■ **O que fazer**:
1 – Resuma em duas frases o texto sobre a aposentadoria de Reinhold Stephanes.
2 – Por favor, prossiga com o texto sobre a aposentadoria de Reinhold Stephanes, começando logo após a última frase apresentada.

■ **Texto fornecido**:
# # #
Sete dias depois da data ostentada por esta negação da aposentadoria aos 22 anos de serviço público, a Folha do dia 30 publicou o reconhecimento, feito na véspera pelo próprio Stephanes, de que os 22 anos aqui citados eram corretos. Para todos os efeitos, porém, recebo a carta depois daquele reconhecimento, o que me dá a dupla oportunidade de reafirmar e, agora, também esmiuçar a informação anterior.
Reinhold Stephanes foi nomeado para a Prefeitura de Curitiba "a partir de 31.12.63", no que o vereador Jorge Samek bem observou um presente de Papai Noel. A partir de 1.10.69, foi posto à disposição do Ministério da Agricultura. Em maio de 75, conseguiu o prodígio de ficar à disposição de dois ministérios ao mesmo tempo, o da Cultura e o da Previdência. Depois de 45 dias de licença para campanha eleitoral, foi posto à disposição da secretaria paranaense de Agricultura e, em 83, obteve nova licença, para exercer o mandato.
Stephanes aposentou-se em 11.12.85 -portanto, 22 anos depois de tornar-se funcionário em 31.12.63. Aposentou-se pela Prefeitura de Curitiba. Mas nela esteve menos de quatro anos, só 45 meses.
Não é verdade, como diz o ministro na carta, que tenha completado o tempo legal com férias e licença-prêmio não usufruídas. Completou-o incluindo o tempo de serviço militar e o período em que foi estudante de escola técnica. E aí há algo problemático: a lei permite a contagem do tempo em escola técnica que remunere os alunos, mas não encontrei comprovação de que Reinhold Stephanes fosse remunerado pela Escola Técnica do Paraná. Poderá ele comprovar a remuneração?
# # #
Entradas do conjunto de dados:
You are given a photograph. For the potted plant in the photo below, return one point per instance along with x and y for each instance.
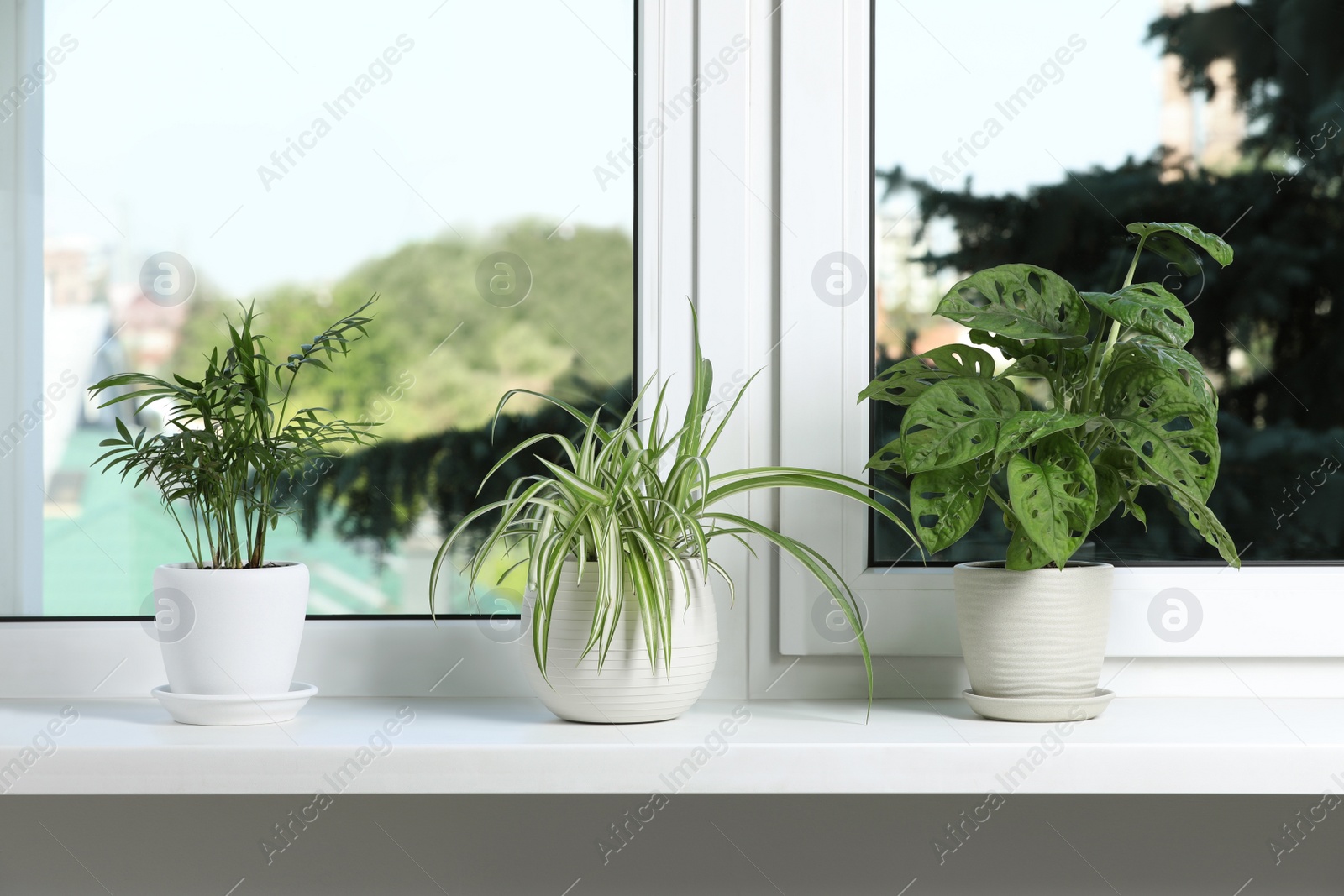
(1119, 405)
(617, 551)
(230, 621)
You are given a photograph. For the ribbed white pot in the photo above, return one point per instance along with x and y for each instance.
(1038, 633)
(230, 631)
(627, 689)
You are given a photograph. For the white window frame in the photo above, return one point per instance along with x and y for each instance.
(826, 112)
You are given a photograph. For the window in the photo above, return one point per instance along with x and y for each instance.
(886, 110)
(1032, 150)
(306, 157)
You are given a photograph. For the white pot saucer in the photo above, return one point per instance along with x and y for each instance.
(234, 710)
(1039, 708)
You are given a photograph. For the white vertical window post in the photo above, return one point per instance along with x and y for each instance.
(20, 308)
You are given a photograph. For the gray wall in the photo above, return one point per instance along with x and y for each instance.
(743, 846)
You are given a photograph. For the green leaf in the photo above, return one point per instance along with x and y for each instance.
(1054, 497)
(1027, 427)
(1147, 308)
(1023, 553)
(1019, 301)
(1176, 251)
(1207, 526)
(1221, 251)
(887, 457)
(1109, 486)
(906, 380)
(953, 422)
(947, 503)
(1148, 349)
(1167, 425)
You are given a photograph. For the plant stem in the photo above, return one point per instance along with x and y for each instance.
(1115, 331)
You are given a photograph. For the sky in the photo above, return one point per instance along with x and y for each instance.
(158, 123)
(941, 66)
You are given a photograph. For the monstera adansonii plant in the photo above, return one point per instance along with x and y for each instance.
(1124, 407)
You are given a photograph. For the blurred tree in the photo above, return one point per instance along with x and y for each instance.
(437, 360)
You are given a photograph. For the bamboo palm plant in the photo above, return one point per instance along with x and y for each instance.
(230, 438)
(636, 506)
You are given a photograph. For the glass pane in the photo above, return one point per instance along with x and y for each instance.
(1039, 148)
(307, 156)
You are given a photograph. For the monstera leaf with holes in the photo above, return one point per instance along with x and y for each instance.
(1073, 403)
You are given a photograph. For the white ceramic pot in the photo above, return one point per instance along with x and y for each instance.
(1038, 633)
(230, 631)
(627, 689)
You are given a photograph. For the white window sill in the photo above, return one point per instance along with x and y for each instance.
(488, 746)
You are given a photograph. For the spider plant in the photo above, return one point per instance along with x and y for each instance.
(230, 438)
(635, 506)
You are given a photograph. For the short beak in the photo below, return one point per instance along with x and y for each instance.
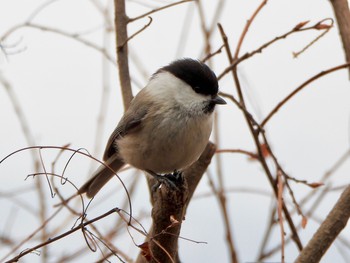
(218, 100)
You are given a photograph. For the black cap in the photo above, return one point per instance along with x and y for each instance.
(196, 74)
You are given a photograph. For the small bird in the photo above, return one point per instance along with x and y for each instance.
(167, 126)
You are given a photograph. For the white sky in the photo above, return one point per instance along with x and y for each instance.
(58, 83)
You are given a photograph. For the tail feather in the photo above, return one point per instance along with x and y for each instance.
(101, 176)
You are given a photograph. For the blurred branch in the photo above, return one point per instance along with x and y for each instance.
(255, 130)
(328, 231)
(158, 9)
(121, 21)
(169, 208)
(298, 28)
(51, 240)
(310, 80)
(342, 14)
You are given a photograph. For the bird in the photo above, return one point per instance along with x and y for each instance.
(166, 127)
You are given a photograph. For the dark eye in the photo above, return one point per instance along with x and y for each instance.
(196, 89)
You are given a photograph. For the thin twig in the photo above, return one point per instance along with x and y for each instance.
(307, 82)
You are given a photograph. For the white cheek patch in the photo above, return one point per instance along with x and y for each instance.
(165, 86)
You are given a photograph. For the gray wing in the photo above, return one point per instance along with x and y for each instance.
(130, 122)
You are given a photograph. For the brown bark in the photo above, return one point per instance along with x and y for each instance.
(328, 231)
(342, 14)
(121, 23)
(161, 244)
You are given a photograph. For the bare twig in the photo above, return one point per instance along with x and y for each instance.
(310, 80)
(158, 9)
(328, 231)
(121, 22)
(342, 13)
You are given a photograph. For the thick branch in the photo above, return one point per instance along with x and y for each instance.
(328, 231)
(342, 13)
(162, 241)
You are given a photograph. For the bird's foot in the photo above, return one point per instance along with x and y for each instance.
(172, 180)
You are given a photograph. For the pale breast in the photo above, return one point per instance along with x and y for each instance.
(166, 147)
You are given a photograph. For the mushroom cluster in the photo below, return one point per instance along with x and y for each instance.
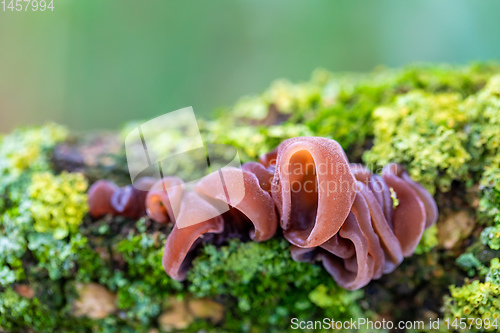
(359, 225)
# # #
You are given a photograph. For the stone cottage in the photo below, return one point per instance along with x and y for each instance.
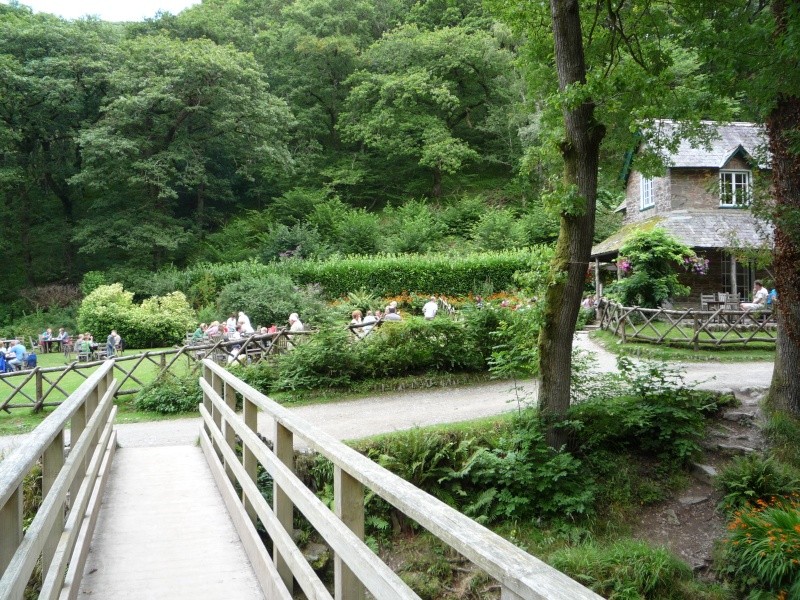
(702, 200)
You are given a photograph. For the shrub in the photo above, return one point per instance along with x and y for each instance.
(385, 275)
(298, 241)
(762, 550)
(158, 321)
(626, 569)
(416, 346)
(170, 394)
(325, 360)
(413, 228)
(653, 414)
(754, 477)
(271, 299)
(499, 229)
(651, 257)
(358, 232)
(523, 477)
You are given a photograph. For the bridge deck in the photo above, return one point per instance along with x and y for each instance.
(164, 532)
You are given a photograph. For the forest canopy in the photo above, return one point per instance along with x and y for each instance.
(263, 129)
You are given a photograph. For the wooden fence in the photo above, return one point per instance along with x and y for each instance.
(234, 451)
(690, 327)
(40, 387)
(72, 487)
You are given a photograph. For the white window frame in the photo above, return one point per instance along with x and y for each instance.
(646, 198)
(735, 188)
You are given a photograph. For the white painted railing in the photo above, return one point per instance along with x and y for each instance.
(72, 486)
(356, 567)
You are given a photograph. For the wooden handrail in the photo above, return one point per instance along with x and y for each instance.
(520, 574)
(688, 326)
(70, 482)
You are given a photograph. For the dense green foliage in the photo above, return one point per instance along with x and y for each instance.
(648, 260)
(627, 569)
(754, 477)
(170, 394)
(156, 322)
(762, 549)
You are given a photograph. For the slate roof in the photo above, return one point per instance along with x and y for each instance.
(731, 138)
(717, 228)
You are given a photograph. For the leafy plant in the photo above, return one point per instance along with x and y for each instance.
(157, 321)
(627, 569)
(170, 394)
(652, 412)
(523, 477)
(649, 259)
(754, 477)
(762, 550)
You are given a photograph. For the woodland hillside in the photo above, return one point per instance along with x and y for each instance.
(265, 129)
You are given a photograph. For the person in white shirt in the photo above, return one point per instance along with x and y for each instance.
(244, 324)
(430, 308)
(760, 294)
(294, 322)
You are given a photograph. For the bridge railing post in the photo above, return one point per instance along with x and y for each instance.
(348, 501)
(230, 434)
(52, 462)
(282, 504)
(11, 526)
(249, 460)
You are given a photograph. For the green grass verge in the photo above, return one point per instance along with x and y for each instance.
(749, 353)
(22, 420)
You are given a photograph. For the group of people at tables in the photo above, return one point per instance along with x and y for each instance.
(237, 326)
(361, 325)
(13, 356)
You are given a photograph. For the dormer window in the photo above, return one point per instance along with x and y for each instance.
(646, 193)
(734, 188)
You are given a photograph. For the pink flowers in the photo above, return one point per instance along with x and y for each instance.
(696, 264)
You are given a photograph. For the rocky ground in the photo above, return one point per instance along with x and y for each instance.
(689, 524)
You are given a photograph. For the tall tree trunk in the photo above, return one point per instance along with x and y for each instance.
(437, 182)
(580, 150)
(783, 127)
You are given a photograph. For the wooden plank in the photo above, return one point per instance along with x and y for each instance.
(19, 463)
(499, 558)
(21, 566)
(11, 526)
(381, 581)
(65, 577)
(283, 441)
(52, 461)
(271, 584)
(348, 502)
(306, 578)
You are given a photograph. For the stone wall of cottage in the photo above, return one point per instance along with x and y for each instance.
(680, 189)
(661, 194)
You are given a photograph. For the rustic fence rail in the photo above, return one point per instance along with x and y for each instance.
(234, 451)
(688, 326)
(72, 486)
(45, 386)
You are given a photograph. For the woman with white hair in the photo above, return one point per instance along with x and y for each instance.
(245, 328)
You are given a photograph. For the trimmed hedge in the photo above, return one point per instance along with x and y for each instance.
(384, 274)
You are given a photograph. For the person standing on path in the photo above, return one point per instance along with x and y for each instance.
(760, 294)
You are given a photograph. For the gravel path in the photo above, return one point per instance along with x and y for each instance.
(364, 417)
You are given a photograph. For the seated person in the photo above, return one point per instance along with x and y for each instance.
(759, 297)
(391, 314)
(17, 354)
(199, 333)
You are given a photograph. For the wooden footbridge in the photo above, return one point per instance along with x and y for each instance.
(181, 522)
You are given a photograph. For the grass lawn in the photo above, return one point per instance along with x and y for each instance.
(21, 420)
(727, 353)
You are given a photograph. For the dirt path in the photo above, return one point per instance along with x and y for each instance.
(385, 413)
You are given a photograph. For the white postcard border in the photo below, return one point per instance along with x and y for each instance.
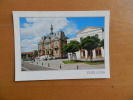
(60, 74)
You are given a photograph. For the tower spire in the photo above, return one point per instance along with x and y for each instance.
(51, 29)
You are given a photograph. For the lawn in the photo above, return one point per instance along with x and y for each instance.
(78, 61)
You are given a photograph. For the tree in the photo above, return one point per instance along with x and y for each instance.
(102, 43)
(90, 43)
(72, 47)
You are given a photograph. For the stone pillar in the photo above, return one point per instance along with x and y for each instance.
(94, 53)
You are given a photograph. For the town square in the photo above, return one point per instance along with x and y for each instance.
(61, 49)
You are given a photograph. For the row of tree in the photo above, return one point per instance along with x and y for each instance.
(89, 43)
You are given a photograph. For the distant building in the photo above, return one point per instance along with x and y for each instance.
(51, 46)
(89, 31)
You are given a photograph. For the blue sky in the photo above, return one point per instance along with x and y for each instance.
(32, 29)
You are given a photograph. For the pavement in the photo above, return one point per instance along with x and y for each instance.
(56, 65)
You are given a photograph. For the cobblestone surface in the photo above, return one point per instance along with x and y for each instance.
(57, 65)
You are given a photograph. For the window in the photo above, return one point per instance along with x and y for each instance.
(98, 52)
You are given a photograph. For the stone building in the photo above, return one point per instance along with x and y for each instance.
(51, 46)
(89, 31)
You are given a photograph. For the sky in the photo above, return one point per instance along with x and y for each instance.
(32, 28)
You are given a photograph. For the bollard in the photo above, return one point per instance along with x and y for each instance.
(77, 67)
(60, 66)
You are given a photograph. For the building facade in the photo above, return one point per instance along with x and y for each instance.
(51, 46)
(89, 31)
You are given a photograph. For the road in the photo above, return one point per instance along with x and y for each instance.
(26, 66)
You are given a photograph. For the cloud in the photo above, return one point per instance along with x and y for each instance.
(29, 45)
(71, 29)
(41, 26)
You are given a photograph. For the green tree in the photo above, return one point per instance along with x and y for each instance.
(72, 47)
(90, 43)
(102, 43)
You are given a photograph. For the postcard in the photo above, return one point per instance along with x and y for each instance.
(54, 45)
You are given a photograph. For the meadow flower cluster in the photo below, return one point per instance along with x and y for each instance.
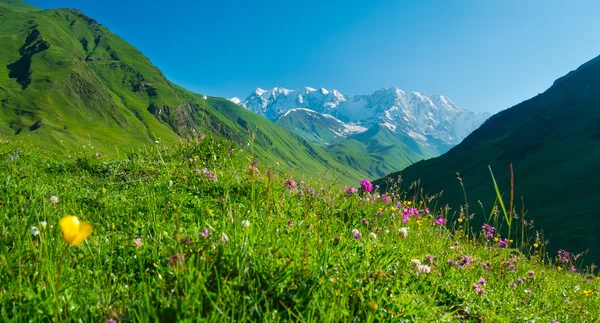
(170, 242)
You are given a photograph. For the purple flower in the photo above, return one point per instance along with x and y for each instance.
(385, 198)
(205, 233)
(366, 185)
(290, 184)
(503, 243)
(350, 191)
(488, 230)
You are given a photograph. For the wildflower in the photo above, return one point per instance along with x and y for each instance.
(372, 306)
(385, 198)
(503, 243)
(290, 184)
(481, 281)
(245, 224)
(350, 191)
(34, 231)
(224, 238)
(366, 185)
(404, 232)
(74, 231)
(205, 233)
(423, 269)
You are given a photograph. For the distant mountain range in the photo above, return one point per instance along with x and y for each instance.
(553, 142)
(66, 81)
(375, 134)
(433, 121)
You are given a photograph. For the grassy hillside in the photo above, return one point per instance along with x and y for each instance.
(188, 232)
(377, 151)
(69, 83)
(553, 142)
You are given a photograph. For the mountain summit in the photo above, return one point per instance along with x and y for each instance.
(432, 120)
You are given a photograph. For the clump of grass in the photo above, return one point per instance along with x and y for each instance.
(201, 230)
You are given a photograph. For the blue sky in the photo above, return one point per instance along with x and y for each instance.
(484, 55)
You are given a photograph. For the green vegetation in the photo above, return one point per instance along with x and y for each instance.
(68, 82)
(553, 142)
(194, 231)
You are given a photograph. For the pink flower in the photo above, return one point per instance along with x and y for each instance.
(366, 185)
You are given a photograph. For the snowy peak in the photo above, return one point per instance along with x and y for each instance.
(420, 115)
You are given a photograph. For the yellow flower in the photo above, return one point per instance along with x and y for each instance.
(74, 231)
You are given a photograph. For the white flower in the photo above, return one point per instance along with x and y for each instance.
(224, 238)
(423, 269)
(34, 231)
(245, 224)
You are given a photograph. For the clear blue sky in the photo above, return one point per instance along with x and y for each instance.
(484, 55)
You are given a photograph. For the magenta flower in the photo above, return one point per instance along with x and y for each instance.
# # #
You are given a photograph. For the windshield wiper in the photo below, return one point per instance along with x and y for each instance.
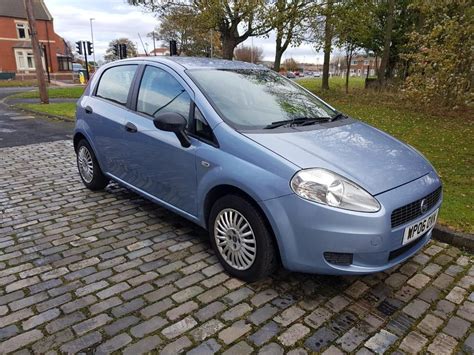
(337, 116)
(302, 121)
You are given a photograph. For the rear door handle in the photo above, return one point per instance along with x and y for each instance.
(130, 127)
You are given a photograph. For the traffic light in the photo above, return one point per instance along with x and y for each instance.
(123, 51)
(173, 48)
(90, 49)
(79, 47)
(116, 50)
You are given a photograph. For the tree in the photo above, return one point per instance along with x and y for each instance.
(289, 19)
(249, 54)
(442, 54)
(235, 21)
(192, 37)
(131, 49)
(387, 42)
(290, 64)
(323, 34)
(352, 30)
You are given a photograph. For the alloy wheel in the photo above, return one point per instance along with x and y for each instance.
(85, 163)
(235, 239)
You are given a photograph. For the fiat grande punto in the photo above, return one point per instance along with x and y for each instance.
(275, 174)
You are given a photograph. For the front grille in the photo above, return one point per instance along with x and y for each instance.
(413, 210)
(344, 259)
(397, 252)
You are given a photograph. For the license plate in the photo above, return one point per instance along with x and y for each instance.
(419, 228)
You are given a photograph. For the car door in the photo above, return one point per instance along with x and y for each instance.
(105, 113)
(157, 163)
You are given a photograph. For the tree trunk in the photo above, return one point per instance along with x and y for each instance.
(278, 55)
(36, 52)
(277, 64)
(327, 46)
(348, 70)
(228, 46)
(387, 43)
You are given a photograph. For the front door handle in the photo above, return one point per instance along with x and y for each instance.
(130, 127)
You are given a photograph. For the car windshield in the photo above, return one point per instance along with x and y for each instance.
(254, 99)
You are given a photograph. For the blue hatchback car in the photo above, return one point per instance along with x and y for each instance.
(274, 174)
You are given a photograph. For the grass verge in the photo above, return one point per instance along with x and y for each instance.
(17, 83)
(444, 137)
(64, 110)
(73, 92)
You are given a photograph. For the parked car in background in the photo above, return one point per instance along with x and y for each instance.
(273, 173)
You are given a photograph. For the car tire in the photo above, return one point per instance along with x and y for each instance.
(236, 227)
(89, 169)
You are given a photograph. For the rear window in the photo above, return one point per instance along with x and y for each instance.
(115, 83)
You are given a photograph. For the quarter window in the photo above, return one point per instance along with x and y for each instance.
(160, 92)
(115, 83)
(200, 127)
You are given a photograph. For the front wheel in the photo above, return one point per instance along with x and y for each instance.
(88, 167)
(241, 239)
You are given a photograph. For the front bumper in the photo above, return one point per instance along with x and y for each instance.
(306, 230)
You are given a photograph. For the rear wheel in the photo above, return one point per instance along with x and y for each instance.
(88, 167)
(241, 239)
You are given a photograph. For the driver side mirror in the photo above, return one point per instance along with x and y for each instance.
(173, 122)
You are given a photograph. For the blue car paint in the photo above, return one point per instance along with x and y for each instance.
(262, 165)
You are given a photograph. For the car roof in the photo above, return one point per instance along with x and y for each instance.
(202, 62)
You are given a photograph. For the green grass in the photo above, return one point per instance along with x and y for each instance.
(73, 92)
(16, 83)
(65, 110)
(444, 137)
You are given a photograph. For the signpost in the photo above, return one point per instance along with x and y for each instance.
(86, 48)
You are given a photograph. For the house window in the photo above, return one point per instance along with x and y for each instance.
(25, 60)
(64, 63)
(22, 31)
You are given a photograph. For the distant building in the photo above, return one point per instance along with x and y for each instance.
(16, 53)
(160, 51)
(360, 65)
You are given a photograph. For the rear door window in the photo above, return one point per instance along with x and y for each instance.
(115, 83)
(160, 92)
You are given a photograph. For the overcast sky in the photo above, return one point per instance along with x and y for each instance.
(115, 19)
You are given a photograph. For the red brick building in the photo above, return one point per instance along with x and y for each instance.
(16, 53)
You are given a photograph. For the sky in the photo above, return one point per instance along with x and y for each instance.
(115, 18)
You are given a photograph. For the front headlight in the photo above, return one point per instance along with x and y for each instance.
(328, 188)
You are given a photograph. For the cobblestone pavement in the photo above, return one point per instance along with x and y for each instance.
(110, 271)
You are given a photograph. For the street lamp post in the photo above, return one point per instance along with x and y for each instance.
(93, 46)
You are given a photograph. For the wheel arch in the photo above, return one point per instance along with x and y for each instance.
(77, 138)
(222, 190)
# # #
■ **Respostas fornecidas**:
1 – Reinhold Stephanes, nomeado para a Prefeitura de Curitiba a partir de 31.12.63, aposentou-se por ela em 11.12.85, 22 anos depois, mas esteve nela apenas 45 meses, passando o restante do período à disposição de ministérios e de uma secretaria estadual ou em licença. Ele completou o tempo legal não com férias e licença-prêmio não usufruídas, como afirma na carta, mas somando o serviço militar e o período como estudante de escola técnica, e não foi encontrada comprovação de que fosse remunerado pela Escola Técnica do Paraná.

2 –
Não é verdade que aqui fosse feita, como diz o ministro na carta, acusação de que se beneficiasse dos vínculos (acumulação de aposentadoria e vencimentos) permitidos a professores e médicos. A "má-fé e o autofavorecimento" foram mencionados com fundamentação bem explicitada: o artigo indecente, escondido no penúltimo parágrafo do seu longo e caótico projeto de reforma da Previdência, que lhe concede, aos demais ministros e seus assessores especiais o direito, estritamente para eles, de acumular ainda por dois anos as respectivas aposentadorias e os atuais vencimentos.
Não é verdade, portanto, que a aposentadoria de Reinhold Stephanes esteja "ética, moral e legalmente correta", se prestou serviços à Prefeitura de Curitiba por menos de 4 anos e por apenas outros 18 anos em ministérios. E, sobretudo, se envolve suspeita acumulação de disponibilidades e remuneração escolar ainda por ser comprovada. Mas explica que o seu projeto de reforma da Previdência não seja ético, nem moral, nem legal.